* [SHORT EXERCISE 1] In the MPICH2 mailing-list post below, which gcc version is named for the RHEL4 build?
* [SHORT EXERCISE 2] Please write the next part of the MPICH2 mailing-list post below, picking up after its final sentence.

[Start of EXCERPTED PASSAGE]

[mpich-discuss] MPICH2-1.3.1 crash and SIGHUP issues.
Sunil Thomas
sgthomas27 at gmail.com
Mon Jan 10 18:42:44 CST 2011
Hi,
Kindly ignore last note (it seemed to run OK on RHEL4 due to some
incorrect 3rdparty library config
settings in RHEL4). Actually, the similar error behavior is also observed on
RHEL4 actually (just as in
RHEL5). Apologies..
--Sunil.
On Mon, Jan 10, 2011 at 2:35 PM, Sunil Thomas <sgthomas27 at gmail.com> wrote:
> Hi,
>
> Yet another followup. When I build and install using the exact same
> configure options I have been
> using on RHEL4 (gcc version 3.4.6), the error is no longer seen. Everythign
> is running fine there.

[End of EXCERPTED PASSAGE]
[Start of DATA SUPPLIED]

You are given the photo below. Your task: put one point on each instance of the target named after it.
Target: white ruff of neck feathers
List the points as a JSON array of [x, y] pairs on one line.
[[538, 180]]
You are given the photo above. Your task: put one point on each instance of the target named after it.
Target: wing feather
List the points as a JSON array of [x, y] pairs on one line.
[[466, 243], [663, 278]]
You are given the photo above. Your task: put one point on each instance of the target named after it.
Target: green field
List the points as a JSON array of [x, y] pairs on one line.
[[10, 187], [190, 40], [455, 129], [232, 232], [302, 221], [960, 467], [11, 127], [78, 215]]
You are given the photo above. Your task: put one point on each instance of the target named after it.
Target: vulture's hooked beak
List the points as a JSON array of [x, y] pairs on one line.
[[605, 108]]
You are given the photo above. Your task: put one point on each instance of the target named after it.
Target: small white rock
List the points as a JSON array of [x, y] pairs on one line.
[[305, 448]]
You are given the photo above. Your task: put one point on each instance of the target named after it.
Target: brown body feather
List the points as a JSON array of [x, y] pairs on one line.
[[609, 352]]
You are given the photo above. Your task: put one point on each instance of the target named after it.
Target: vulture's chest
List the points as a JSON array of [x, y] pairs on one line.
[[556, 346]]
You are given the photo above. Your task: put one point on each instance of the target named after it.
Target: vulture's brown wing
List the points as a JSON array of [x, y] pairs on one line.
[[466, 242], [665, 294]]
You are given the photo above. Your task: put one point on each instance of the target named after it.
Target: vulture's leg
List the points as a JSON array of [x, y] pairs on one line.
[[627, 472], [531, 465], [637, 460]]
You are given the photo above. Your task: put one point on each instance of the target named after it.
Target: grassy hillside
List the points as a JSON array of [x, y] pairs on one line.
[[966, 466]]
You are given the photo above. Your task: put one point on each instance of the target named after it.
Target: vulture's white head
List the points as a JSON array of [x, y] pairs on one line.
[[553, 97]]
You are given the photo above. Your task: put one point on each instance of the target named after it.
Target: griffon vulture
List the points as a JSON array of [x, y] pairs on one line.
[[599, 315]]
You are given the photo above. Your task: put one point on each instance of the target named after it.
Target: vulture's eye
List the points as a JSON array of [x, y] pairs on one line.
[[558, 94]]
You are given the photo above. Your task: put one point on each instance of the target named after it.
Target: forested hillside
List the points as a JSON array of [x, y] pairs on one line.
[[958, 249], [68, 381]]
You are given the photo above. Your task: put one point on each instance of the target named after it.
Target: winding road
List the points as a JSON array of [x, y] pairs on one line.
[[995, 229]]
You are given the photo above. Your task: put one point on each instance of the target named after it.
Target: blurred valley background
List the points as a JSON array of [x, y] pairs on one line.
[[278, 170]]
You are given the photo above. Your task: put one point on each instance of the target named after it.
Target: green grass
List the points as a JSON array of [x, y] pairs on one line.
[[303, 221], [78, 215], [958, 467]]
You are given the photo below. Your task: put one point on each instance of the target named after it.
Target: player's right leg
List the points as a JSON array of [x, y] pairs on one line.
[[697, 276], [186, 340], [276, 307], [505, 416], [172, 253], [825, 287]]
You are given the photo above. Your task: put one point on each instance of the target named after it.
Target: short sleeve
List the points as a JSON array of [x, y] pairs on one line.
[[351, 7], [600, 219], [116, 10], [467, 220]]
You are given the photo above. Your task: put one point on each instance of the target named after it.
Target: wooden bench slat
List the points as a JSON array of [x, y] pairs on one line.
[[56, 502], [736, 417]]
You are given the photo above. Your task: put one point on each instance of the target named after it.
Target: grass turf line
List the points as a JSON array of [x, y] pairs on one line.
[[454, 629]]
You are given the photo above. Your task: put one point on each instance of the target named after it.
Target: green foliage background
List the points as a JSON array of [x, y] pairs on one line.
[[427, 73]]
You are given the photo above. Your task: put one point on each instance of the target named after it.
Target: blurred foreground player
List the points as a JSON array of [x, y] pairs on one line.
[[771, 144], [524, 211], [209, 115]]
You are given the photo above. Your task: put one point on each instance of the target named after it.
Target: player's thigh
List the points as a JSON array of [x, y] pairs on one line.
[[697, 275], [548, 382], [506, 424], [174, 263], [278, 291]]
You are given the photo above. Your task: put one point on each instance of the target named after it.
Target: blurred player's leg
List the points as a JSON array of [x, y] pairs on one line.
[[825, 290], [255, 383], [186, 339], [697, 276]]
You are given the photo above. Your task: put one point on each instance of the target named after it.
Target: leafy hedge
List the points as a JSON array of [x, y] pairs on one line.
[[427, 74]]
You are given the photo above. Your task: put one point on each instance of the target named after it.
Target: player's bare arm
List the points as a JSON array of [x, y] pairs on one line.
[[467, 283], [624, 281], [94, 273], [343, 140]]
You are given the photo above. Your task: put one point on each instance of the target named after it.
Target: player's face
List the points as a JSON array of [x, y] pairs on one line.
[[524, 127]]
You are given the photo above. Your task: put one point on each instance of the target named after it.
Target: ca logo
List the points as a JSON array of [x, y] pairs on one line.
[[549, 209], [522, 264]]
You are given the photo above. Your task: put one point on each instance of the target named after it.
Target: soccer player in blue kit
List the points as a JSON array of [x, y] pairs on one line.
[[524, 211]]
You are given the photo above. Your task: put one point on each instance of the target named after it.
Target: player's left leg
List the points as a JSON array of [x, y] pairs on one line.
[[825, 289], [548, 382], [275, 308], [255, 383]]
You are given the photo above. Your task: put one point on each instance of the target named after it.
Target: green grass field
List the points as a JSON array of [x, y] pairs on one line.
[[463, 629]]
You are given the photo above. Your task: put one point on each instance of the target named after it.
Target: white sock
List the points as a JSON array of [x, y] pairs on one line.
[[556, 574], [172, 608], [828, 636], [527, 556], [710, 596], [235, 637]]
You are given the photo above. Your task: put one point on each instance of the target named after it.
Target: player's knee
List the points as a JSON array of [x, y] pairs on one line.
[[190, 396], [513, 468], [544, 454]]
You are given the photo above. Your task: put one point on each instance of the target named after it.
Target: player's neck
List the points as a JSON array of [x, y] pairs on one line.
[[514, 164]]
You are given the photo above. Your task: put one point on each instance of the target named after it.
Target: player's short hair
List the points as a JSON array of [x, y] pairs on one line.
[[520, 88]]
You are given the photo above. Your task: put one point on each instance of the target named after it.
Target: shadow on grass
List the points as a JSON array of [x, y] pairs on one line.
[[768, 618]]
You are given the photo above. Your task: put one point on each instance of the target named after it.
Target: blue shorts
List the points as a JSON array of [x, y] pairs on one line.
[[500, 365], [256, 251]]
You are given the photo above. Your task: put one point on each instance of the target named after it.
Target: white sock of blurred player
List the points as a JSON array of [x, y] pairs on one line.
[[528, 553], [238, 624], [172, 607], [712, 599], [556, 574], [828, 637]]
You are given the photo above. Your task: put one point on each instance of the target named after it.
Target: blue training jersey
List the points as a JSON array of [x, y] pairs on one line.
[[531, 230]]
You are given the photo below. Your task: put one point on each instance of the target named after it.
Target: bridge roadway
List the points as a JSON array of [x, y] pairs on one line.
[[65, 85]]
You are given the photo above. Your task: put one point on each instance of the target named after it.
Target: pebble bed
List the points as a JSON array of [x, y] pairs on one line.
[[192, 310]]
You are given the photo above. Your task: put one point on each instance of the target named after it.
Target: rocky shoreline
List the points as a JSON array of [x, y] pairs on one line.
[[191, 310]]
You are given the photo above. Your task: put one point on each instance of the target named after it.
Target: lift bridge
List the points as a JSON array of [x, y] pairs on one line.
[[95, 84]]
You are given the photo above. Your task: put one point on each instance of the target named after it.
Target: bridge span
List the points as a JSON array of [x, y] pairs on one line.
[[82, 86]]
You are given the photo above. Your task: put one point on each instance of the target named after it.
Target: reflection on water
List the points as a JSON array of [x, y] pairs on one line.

[End of DATA SUPPLIED]

* [EXERCISE RESULT 1] gcc version 3.4.6

* [EXERCISE RESULT 2]
> Appreciate if anybody lets me know if this info is of any help in
> identifying potential fix...I am meanwhile
> trying to isolate the MPI usage of the failing HYPRE function on RHEL5 into
> a simple example and will
> report back..
>
> Thanks!
> --Sunil.
>
>
> On Mon, Jan 10, 2011 at 1:37 PM, Darius Buntinas <buntinas at mcs.anl.gov>wrote:
>
>>
>> It's doubtful that any of these are causing the segfault you're seeing.
>>
>> The first two mean that there are some resources that weren't freed when
>> the test exited.
>>
>> The second one is related to sending large (4-8GB messages). I think the
>> linux kernel has a bug in the tcp stack when sending large messages with
>> iovecs. The bug results in a dropped connection, which terminates the
>> program with an error message, rather than a segfault.
>>
>> -d
>>
>> On Jan 10, 2011, at 3:25 PM, Sunil Thomas wrote:
>>
>> > Hi,
>> >
>> > Thanks for the response. I am still not yet sure about the error
>> being due to HYPRE. I will try to
>> > isolate the behavior in the failing function to a smaller example and
>> report back on this. It might still
>> > be mpich2-1.3.1.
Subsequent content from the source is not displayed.